= Written instruction a =
Write out the passage on Client TLS and Cloudflare word for word, in full.

= Reading passage =
>> Start

However, there are certain use cases where a server wants to ensure that it’s talking to a trusted client and not an impersonator. A very good example of this is an IoT ecosystem. A server collecting data from many hundreds / thousands of devices with sensors has to ensure that only trusted devices submit data to it (the server). Otherwise, a malicious device could submit deliberately bad data to the server. This is where Client TLS comes in. Every device that’s communicating with the server has to have a TLS certificate issued by a Certificate Authority that the server trusts. This certificate is presented at the beginning to prove to the server that the client is authentic / trusted.

——— The Rant

TL;DR: Cloudflare doesn’t support Client TLS with your own CA unless you’re an enterprise customer.

>> End

= Records to use =
>> Start

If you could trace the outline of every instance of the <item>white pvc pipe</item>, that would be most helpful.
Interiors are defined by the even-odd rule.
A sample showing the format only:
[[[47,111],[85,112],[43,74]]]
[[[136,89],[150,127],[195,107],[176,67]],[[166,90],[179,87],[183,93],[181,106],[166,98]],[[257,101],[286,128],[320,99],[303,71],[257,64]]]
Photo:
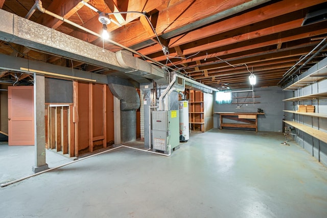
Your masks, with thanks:
[[[166,108],[166,110],[168,110],[169,109],[169,95],[170,95],[170,94],[171,94],[171,93],[173,92],[173,91],[175,90],[176,90],[176,88],[175,87],[173,87],[172,88],[171,88],[169,90],[169,91],[168,91],[168,93],[167,94],[167,96],[165,98],[165,99],[167,99],[167,104],[166,104],[165,105],[165,108]]]
[[[174,83],[175,83],[176,77],[176,74],[174,74],[173,76],[172,81],[169,83],[169,85],[167,86],[166,89],[165,89],[162,94],[160,95],[160,97],[159,97],[159,110],[162,110],[162,98],[165,97],[168,91],[169,91],[169,89],[170,89],[170,88],[173,86],[173,85],[174,85]]]
[[[156,108],[158,106],[150,106],[149,107],[149,149],[151,149],[151,109]]]
[[[82,158],[78,159],[77,159],[76,160],[74,160],[73,161],[69,162],[68,163],[64,163],[63,164],[61,164],[61,165],[60,165],[59,166],[56,166],[55,167],[51,168],[50,169],[48,169],[46,170],[45,170],[45,171],[41,171],[40,172],[36,173],[36,174],[32,174],[32,175],[29,175],[29,176],[26,176],[25,177],[21,178],[20,179],[18,179],[12,181],[11,182],[7,182],[6,183],[3,183],[3,184],[1,184],[1,185],[0,185],[0,187],[5,187],[5,186],[8,186],[9,185],[13,184],[14,183],[16,183],[16,182],[20,182],[20,181],[21,181],[22,180],[24,180],[25,179],[28,179],[29,178],[33,177],[35,176],[37,176],[37,175],[40,175],[40,174],[43,174],[44,173],[46,173],[46,172],[48,172],[49,171],[53,171],[54,169],[58,169],[58,168],[60,168],[60,167],[62,167],[63,166],[66,166],[67,165],[69,165],[69,164],[71,164],[72,163],[76,163],[76,162],[78,162],[78,161],[80,161],[82,160],[85,160],[85,159],[87,159],[87,158],[89,158],[91,157],[94,157],[94,156],[96,156],[96,155],[99,155],[99,154],[103,154],[103,153],[105,153],[106,152],[109,152],[110,151],[112,151],[112,150],[114,150],[115,149],[119,149],[119,148],[122,148],[122,147],[132,149],[134,149],[134,150],[137,150],[137,151],[143,151],[143,152],[148,152],[148,153],[152,153],[152,154],[158,154],[159,155],[166,156],[167,156],[167,157],[170,156],[171,155],[171,151],[170,150],[170,148],[171,148],[171,145],[170,144],[168,145],[168,148],[169,148],[169,154],[162,154],[162,153],[160,153],[154,152],[152,152],[152,151],[151,151],[144,150],[143,150],[143,149],[137,149],[136,148],[133,148],[133,147],[129,147],[129,146],[126,146],[123,145],[123,146],[119,146],[119,147],[116,147],[116,148],[112,148],[111,149],[109,149],[108,150],[104,151],[103,151],[102,152],[100,152],[100,153],[97,153],[97,154],[93,154],[92,155],[88,156],[87,157],[83,157]]]

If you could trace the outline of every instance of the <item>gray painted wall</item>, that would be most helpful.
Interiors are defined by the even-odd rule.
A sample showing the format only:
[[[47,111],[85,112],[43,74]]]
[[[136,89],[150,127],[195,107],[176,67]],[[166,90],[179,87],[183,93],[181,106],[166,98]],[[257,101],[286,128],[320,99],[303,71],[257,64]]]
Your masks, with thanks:
[[[247,90],[248,90],[248,89]],[[241,90],[241,89],[240,89]],[[260,98],[255,98],[255,102],[260,102],[258,104],[242,104],[245,99],[238,99],[238,102],[241,102],[239,105],[240,109],[237,109],[236,104],[222,104],[216,103],[216,93],[214,93],[214,111],[222,112],[256,112],[258,108],[264,110],[265,115],[258,115],[258,131],[268,132],[283,131],[283,119],[284,118],[284,104],[283,100],[285,98],[284,91],[281,88],[277,86],[267,88],[254,88],[255,96]],[[238,91],[233,90],[232,91]],[[235,93],[233,93],[235,96]],[[246,99],[246,102],[253,102],[252,92],[238,92],[238,96],[246,96],[250,98]],[[233,100],[234,101],[235,100]],[[228,120],[231,123],[232,120]],[[214,127],[218,128],[219,125],[219,115],[214,115]]]

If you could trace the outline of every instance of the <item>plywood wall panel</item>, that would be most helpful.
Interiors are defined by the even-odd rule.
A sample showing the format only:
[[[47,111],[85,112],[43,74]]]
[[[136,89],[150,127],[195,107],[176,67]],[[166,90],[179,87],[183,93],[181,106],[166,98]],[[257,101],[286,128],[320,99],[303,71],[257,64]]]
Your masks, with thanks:
[[[93,84],[93,137],[103,135],[104,93],[102,84]]]
[[[89,85],[88,83],[78,82],[78,111],[77,116],[78,122],[78,151],[88,152],[89,140]]]

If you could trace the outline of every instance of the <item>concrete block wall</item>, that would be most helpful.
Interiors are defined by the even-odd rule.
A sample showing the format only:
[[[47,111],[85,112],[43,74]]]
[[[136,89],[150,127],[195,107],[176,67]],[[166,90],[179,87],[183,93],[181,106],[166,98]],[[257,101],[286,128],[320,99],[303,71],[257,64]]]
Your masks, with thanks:
[[[248,89],[249,90],[250,89]],[[240,90],[232,90],[239,91]],[[258,108],[264,110],[265,115],[258,116],[258,131],[268,132],[283,132],[283,119],[284,118],[284,105],[283,100],[285,98],[284,92],[281,87],[277,86],[267,88],[254,87],[255,96],[260,98],[255,98],[257,104],[242,104],[245,99],[238,99],[240,102],[238,105],[240,108],[237,108],[236,104],[222,104],[216,103],[216,94],[214,95],[214,111],[215,112],[256,112]],[[246,102],[253,101],[252,92],[238,92],[238,96],[246,96]],[[233,95],[235,95],[233,93]],[[232,120],[230,120],[231,123]],[[229,121],[228,121],[229,122]],[[219,115],[214,116],[214,127],[218,128],[219,126]]]

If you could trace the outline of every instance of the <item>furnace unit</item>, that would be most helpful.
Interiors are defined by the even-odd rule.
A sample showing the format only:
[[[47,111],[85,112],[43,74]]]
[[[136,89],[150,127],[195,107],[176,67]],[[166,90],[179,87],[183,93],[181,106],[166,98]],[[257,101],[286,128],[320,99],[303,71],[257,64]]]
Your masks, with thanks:
[[[169,148],[175,150],[179,145],[178,110],[152,111],[152,145],[153,151],[168,154]]]

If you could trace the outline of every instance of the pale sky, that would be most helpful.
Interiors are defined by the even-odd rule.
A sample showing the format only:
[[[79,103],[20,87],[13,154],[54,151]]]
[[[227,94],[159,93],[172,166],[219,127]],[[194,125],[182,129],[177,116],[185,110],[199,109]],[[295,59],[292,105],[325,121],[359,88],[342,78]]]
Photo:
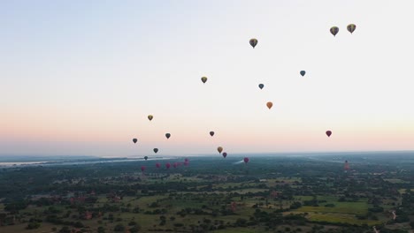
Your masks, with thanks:
[[[0,1],[0,155],[413,150],[412,9]]]

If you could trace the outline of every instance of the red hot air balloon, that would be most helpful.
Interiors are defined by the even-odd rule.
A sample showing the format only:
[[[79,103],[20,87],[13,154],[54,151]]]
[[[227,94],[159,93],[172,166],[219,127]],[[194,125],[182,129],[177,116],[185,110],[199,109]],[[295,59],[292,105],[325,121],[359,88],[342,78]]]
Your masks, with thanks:
[[[243,161],[244,161],[244,163],[248,163],[248,162],[249,162],[249,158],[248,158],[248,157],[244,157]]]

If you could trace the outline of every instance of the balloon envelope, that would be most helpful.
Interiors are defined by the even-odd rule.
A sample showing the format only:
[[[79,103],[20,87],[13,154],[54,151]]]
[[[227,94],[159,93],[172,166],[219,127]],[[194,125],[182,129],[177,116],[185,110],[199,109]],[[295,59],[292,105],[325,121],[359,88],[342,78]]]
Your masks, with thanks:
[[[356,28],[356,26],[355,24],[349,24],[347,26],[347,30],[351,34],[355,31]]]
[[[339,28],[338,28],[338,26],[333,26],[333,27],[331,27],[331,29],[329,31],[331,32],[331,34],[334,36],[335,36],[339,32]]]
[[[249,43],[250,43],[251,47],[253,47],[253,49],[255,49],[255,47],[257,45],[257,39],[252,38],[252,39],[250,39]]]
[[[245,163],[248,163],[248,162],[249,162],[249,158],[248,158],[248,157],[244,157],[243,161],[244,161]]]

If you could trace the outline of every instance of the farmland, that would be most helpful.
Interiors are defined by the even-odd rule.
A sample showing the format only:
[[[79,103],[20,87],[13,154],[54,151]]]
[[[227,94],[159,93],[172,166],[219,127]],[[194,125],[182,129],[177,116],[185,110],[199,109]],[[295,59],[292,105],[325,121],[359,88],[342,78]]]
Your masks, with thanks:
[[[405,156],[404,163],[313,154],[257,155],[248,164],[237,155],[189,157],[175,169],[129,160],[3,168],[0,231],[412,232],[414,169]]]

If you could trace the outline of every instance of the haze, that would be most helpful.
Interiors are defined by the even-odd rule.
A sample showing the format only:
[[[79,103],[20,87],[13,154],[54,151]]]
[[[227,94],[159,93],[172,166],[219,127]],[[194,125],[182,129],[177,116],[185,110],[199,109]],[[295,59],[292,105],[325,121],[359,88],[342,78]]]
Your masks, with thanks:
[[[412,150],[413,7],[2,1],[0,154]]]

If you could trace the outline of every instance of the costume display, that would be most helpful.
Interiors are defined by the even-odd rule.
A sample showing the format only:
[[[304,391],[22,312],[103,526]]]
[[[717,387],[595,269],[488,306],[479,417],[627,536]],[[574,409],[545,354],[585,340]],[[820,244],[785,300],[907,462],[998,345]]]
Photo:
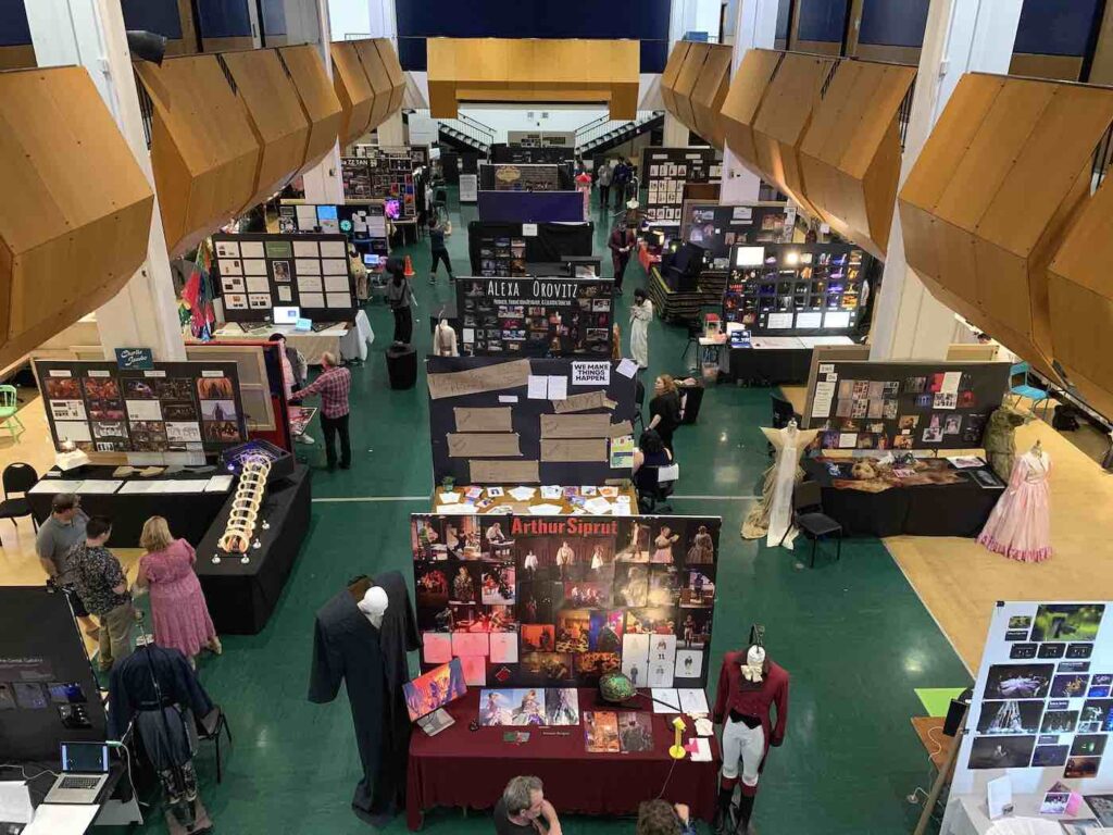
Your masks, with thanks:
[[[368,595],[376,588],[385,592]],[[317,612],[309,700],[332,701],[347,687],[363,778],[352,808],[384,825],[405,805],[410,714],[402,682],[410,679],[406,652],[417,649],[417,625],[405,580],[387,571],[354,580]]]
[[[776,723],[770,715],[774,708]],[[769,746],[785,741],[788,726],[788,672],[769,660],[760,638],[751,640],[746,650],[723,656],[712,718],[722,724],[716,832],[745,833]],[[736,807],[733,794],[739,778],[741,796]]]
[[[1013,464],[1008,487],[997,500],[977,541],[1021,562],[1042,562],[1052,554],[1047,475],[1051,456],[1040,442]]]
[[[784,429],[761,428],[766,439],[776,450],[777,458],[765,473],[761,484],[761,501],[750,508],[742,522],[745,539],[766,538],[767,546],[781,543],[792,547],[792,487],[804,479],[800,459],[804,451],[816,440],[819,430],[797,429],[796,421],[789,421]],[[787,536],[786,536],[787,534]]]

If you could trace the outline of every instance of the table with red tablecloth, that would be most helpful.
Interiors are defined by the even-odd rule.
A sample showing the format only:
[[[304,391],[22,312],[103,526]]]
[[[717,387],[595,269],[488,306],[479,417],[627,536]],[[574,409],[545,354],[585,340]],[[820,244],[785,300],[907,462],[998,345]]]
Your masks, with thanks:
[[[585,710],[638,709],[651,713],[648,697],[631,700],[631,708],[617,708],[599,699],[598,690],[581,688],[580,714]],[[647,691],[648,695],[648,691]],[[511,777],[540,777],[545,797],[558,814],[634,815],[638,804],[661,794],[670,803],[686,803],[692,817],[715,817],[719,746],[711,737],[711,760],[673,760],[668,749],[674,731],[674,715],[651,714],[652,752],[636,754],[589,754],[583,725],[572,727],[492,727],[470,730],[479,716],[480,690],[467,694],[445,709],[455,724],[436,736],[414,728],[410,740],[406,777],[406,823],[411,829],[422,824],[425,809],[436,806],[491,808]],[[695,735],[692,720],[684,743]],[[529,731],[526,743],[503,741],[510,730]]]

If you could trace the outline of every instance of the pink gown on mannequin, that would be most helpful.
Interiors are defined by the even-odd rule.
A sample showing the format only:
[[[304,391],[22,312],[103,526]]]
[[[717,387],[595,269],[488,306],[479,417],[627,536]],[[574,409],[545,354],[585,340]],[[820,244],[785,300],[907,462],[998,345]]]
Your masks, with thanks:
[[[1021,562],[1042,562],[1051,557],[1050,472],[1051,459],[1046,454],[1026,452],[1017,458],[1008,487],[977,541]]]

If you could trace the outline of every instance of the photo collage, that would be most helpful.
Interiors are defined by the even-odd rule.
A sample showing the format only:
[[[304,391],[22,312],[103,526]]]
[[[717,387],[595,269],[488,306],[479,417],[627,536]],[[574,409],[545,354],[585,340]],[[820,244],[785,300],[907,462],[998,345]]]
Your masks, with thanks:
[[[858,324],[871,256],[843,244],[739,243],[722,316],[755,334],[846,334]]]
[[[611,355],[611,281],[461,278],[456,287],[465,356]]]
[[[205,452],[246,439],[235,363],[36,362],[56,448]]]
[[[213,236],[229,322],[262,322],[275,307],[298,307],[304,318],[348,322],[355,291],[344,235]]]
[[[719,527],[411,517],[423,669],[459,657],[470,686],[590,687],[622,670],[636,687],[702,687]]]
[[[818,363],[809,429],[825,450],[982,445],[1007,387],[1007,363]],[[999,483],[986,487],[1001,487]]]
[[[718,180],[722,176],[722,161],[715,148],[646,148],[641,175],[649,191],[646,218],[679,226],[684,185]]]
[[[982,701],[971,708],[967,767],[1061,768],[1066,779],[1093,778],[1113,733],[1113,665],[1095,662],[1105,606],[1024,609],[1030,613],[1008,615],[993,638],[1009,662],[989,666]]]

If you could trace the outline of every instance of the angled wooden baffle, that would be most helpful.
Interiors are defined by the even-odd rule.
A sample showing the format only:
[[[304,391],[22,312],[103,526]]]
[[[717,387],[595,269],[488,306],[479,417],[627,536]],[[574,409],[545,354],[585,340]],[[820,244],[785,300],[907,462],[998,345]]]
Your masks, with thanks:
[[[171,257],[194,248],[255,193],[259,144],[215,55],[138,61],[151,100],[150,160]]]
[[[1111,121],[1113,89],[966,75],[900,190],[909,266],[1051,380],[1047,266],[1078,219]]]
[[[81,67],[0,72],[0,367],[115,296],[155,196]]]

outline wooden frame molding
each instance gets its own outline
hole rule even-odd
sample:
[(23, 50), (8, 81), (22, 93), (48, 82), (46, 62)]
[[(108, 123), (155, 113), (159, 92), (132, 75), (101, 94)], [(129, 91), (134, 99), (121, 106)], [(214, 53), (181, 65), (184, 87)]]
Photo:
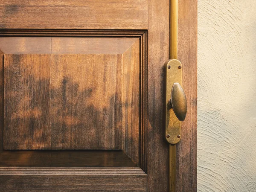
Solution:
[[(147, 172), (147, 31), (145, 30), (83, 30), (83, 29), (0, 29), (0, 36), (22, 37), (129, 37), (138, 38), (140, 40), (140, 141), (139, 147), (139, 160), (138, 165), (143, 170)], [(3, 54), (1, 52), (2, 59)], [(3, 64), (1, 65), (3, 67)], [(3, 70), (2, 68), (0, 70)], [(3, 73), (0, 78), (3, 81)], [(0, 85), (0, 90), (3, 93), (3, 85)], [(3, 94), (1, 94), (1, 105)], [(0, 119), (0, 138), (3, 138), (3, 119), (1, 116)], [(3, 150), (3, 142), (0, 144), (0, 150)]]

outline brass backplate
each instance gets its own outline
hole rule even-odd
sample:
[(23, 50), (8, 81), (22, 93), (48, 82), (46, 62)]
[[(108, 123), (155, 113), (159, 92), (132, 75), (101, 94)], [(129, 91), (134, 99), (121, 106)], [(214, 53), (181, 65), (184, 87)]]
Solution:
[(165, 119), (164, 137), (170, 144), (178, 143), (181, 138), (181, 122), (176, 117), (169, 100), (171, 99), (172, 89), (175, 83), (182, 86), (182, 66), (176, 59), (167, 61), (164, 64)]

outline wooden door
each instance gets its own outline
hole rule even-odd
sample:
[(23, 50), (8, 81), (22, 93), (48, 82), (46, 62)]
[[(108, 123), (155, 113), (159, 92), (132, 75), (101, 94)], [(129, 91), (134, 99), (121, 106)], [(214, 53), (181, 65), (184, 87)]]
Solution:
[[(196, 191), (197, 1), (179, 1), (188, 111), (177, 191)], [(167, 192), (169, 0), (0, 2), (1, 191)]]

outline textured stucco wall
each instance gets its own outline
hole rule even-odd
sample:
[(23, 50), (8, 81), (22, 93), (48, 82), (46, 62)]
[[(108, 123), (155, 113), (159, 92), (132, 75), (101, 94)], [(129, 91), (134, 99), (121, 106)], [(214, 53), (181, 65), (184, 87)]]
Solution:
[(198, 10), (198, 191), (256, 192), (256, 0)]

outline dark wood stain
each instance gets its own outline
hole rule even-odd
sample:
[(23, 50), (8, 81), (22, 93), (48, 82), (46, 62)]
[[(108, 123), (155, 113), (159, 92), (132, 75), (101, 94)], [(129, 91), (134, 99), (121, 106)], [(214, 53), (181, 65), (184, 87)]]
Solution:
[[(1, 174), (5, 172), (9, 174)], [(147, 188), (147, 175), (140, 168), (0, 168), (0, 188), (7, 192), (133, 192)]]
[(0, 152), (0, 167), (137, 166), (137, 163), (122, 150), (4, 150)]
[(163, 139), (163, 66), (169, 58), (169, 1), (148, 1), (148, 191), (168, 191), (168, 145)]
[(50, 55), (4, 55), (4, 148), (49, 149)]
[(0, 26), (12, 29), (146, 29), (147, 11), (146, 0), (46, 0), (26, 3), (2, 0)]

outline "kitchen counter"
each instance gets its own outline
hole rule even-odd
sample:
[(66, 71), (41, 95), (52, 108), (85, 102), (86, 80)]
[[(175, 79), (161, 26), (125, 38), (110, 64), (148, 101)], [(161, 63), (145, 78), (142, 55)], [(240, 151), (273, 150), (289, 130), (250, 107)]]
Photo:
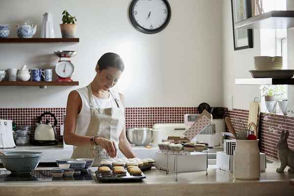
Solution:
[[(157, 145), (150, 144), (149, 145), (151, 148), (147, 148), (143, 146), (132, 147), (133, 150), (138, 156), (141, 159), (155, 157), (155, 152), (157, 149)], [(31, 151), (34, 152), (42, 152), (44, 155), (40, 160), (40, 163), (53, 163), (56, 159), (71, 158), (73, 154), (73, 148), (72, 147), (64, 147), (62, 143), (56, 146), (18, 146), (14, 148), (5, 148), (1, 151)], [(124, 156), (121, 151), (119, 151), (119, 157)], [(0, 159), (0, 163), (1, 163)]]
[[(267, 165), (259, 180), (234, 179), (233, 174), (210, 166), (205, 172), (175, 174), (156, 169), (145, 172), (147, 178), (141, 182), (105, 183), (96, 181), (54, 182), (7, 182), (0, 183), (0, 195), (10, 196), (293, 196), (294, 186), (290, 184), (294, 174), (275, 172), (279, 163)], [(44, 168), (43, 168), (44, 169)], [(92, 168), (92, 171), (97, 168)], [(288, 168), (286, 168), (286, 169)]]

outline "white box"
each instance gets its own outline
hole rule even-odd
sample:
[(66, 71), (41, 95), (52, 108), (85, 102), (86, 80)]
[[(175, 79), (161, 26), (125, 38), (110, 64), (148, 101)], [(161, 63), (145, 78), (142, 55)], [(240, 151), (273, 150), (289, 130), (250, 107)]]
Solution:
[[(170, 152), (169, 152), (170, 153)], [(204, 171), (206, 170), (206, 153), (197, 152), (185, 152), (185, 155), (177, 155), (177, 172), (189, 172)], [(175, 172), (175, 157), (176, 155), (169, 154), (169, 171)], [(155, 161), (156, 168), (167, 170), (167, 152), (157, 151)]]
[[(267, 168), (266, 154), (260, 152), (260, 171), (265, 171)], [(229, 155), (222, 151), (217, 152), (217, 168), (233, 173), (234, 155)]]

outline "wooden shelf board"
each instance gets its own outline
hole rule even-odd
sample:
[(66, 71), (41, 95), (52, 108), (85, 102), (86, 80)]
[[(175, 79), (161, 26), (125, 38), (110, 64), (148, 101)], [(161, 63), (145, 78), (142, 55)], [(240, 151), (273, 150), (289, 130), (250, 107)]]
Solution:
[(21, 81), (1, 81), (0, 86), (78, 86), (78, 81), (72, 82), (34, 82), (28, 81), (23, 82)]
[(79, 38), (0, 38), (0, 43), (74, 43)]
[(271, 11), (235, 24), (235, 29), (288, 29), (294, 27), (294, 11)]
[(294, 78), (235, 79), (235, 84), (237, 85), (294, 85)]

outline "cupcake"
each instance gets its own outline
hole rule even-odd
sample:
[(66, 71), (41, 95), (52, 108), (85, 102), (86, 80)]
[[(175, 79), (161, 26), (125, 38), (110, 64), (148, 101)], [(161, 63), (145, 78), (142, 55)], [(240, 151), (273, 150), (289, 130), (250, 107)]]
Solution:
[(144, 165), (143, 162), (141, 161), (137, 161), (137, 164), (138, 164), (138, 167), (142, 167)]
[(124, 166), (125, 163), (123, 161), (116, 161), (114, 162), (112, 165), (114, 166)]
[(112, 162), (108, 160), (102, 160), (100, 162), (100, 166), (106, 166), (111, 168), (112, 167)]
[(138, 166), (138, 164), (137, 163), (137, 162), (129, 162), (128, 163), (126, 163), (126, 165), (127, 166)]

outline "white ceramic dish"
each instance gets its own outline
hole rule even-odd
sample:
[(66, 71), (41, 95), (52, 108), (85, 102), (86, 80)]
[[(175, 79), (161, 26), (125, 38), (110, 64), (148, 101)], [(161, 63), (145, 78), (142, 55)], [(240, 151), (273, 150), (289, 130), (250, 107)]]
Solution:
[(249, 72), (254, 78), (291, 78), (294, 75), (294, 70), (249, 70)]

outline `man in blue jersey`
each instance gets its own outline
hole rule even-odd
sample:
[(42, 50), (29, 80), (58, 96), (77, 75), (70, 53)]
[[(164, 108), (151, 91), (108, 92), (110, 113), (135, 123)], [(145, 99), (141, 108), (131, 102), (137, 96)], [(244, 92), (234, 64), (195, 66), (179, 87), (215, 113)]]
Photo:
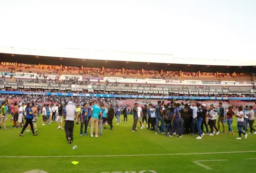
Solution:
[[(91, 103), (89, 104), (89, 106), (87, 107), (87, 116), (88, 117), (88, 128), (91, 127)], [(90, 123), (90, 124), (89, 124)]]
[(81, 125), (80, 128), (80, 136), (82, 136), (82, 130), (83, 129), (83, 125), (85, 125), (84, 135), (87, 134), (87, 127), (88, 126), (88, 117), (87, 116), (87, 109), (86, 109), (86, 103), (83, 104), (83, 106), (81, 109), (81, 114), (80, 116), (80, 120), (81, 120)]
[(101, 120), (102, 116), (101, 107), (94, 101), (91, 107), (91, 137), (93, 137), (93, 125), (95, 126), (95, 137), (98, 138), (98, 126), (99, 120)]
[(117, 106), (116, 111), (117, 111), (117, 112), (116, 112), (117, 119), (117, 121), (118, 121), (118, 123), (117, 123), (117, 124), (119, 125), (119, 122), (121, 122), (121, 121), (120, 121), (120, 114), (121, 114), (121, 109), (120, 109), (120, 107), (119, 106)]

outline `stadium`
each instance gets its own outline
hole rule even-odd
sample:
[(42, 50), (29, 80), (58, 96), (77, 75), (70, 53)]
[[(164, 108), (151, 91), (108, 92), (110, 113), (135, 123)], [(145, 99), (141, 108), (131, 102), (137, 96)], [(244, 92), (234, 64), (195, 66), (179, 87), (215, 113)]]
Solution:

>> End

= Written instruction b =
In the records, swap "Solution" for "Answer" in everything from the line containing "outline wooden door" down to the line containing "2), (1, 191)]]", leaving all else unchanged. Return only those lines.

= Exercise answer a =
However, there are certain use cases where a server wants to ensure that it’s talking to a trusted client and not an impersonator. A very good example of this is an IoT ecosystem. A server collecting data from many hundreds / thousands of devices with sensors has to ensure that only trusted devices submit data to it (the server). Otherwise, a malicious device could submit deliberately bad data to the server. This is where Client TLS comes in. Every device that’s communicating with the server has to have a TLS certificate issued by a Certificate Authority that the server trusts. This certificate is presented at the beginning to prove to the server that the client is authentic / trusted.

——— The Rant

TL;DR: Cloudflare doesn’t support Client TLS with your own CA unless you’re an enterprise customer.

= Exercise answer b =
outline wooden door
each instance gets its own outline
hole rule even-odd
sample:
[(23, 50), (8, 81), (22, 93), (48, 82), (46, 62)]
[[(108, 123), (155, 113), (159, 92), (132, 75), (101, 94)], [(129, 91), (134, 99), (121, 106)], [(214, 53), (181, 65), (184, 87)]]
Answer:
[[(196, 191), (197, 1), (179, 1), (188, 111), (177, 191)], [(167, 192), (169, 0), (0, 2), (1, 191)]]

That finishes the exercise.